• **EXERCISE 1**:
Count the lines of the records that contain the string "vegetation", matching case exactly, and reply with only the number.
• **EXERCISE 2**:
Extend the text about Gray Lodge Wildlife Area, beginning right after its last sentence.

━━ READING TEXT

Wildlife Refuge



WILDLIFE REFUGE

Gray Lodge Wildlife Area, located in Butte County of Northern California, serves many purposes to surrounding communities, including wildlife. Divided in two segments, this refuge serves the wildlife and recreational desires of visitors; one segment is for the waterfowl to rest, and the other designated for hunting.

Approximately 50,000 visitors come to this Wildlife refuge every year. Various activities and events bring spectators of nature and sport hunting year round, regardless of weather. Hunting is only allowed three days a week in the season designated. Visitors travel here to observe waterfowl in courtship activities, migration, or to bird watch in general. Of the 50k visitors every year, 15,000 are hunters. Through fees paid for the privilege to hunt this protected area, the hunters pay for the luxury of viewers or spectators.

━━━━
━━ LISTED ENTRIES

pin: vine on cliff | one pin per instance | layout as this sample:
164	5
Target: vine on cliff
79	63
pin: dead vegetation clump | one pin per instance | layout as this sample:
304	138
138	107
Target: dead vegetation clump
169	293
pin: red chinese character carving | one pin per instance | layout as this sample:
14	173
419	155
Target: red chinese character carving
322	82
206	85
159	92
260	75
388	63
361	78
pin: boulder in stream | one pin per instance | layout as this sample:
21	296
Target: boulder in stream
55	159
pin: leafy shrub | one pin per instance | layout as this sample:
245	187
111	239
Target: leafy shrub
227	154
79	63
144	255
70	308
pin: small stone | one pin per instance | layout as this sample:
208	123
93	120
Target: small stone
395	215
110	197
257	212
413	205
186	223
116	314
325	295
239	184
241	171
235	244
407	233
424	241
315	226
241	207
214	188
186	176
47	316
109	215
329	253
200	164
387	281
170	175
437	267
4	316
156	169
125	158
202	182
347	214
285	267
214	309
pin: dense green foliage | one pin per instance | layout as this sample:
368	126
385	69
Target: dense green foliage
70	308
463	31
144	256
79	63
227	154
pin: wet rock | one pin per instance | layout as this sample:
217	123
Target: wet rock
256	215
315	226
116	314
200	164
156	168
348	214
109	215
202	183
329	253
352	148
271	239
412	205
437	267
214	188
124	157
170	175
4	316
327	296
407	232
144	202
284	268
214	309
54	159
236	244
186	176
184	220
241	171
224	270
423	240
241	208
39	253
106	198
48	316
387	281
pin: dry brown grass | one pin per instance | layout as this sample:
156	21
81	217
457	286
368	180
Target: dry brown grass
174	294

━━━━

• **FINAL RESULT 1**:
2

• **FINAL RESULT 2**:
Grey Lodge Wildlife Area when first bought in 1931, being only 2,500 acres and 9,200 acres presently. An abundant water supply is needed to manage this area, with most water coming from Lake Oroville. Although a wildlife refuge areas are initially viewed as natural, they factually are not different from any ranch. The land is totally managed, with the same tactics and equipment, with one thing different; this being the harvesting of crops. All crops are actually harvested by the waterfowl and wildlife. In parts of the year, marshes are burned, and some land is disked to regenerate new growth. The management of this area is a 365-day job, with flooding, seasonal hazards, and poachers. Forty percent of management time is spent on water management, being the whole livelihood to the refuge area.

Along with bird watching sites and special segments for hunting, there are special access sites for the disabled hunters. These are special blinds accessible with a placard from the Department of Motor Vehicles, and are an outcome from the Americans with Disabilities Act, or ADA. The walkway to these special blinds is laid with sand and other materials, somewhat solidifying, for the use of a wheelchair.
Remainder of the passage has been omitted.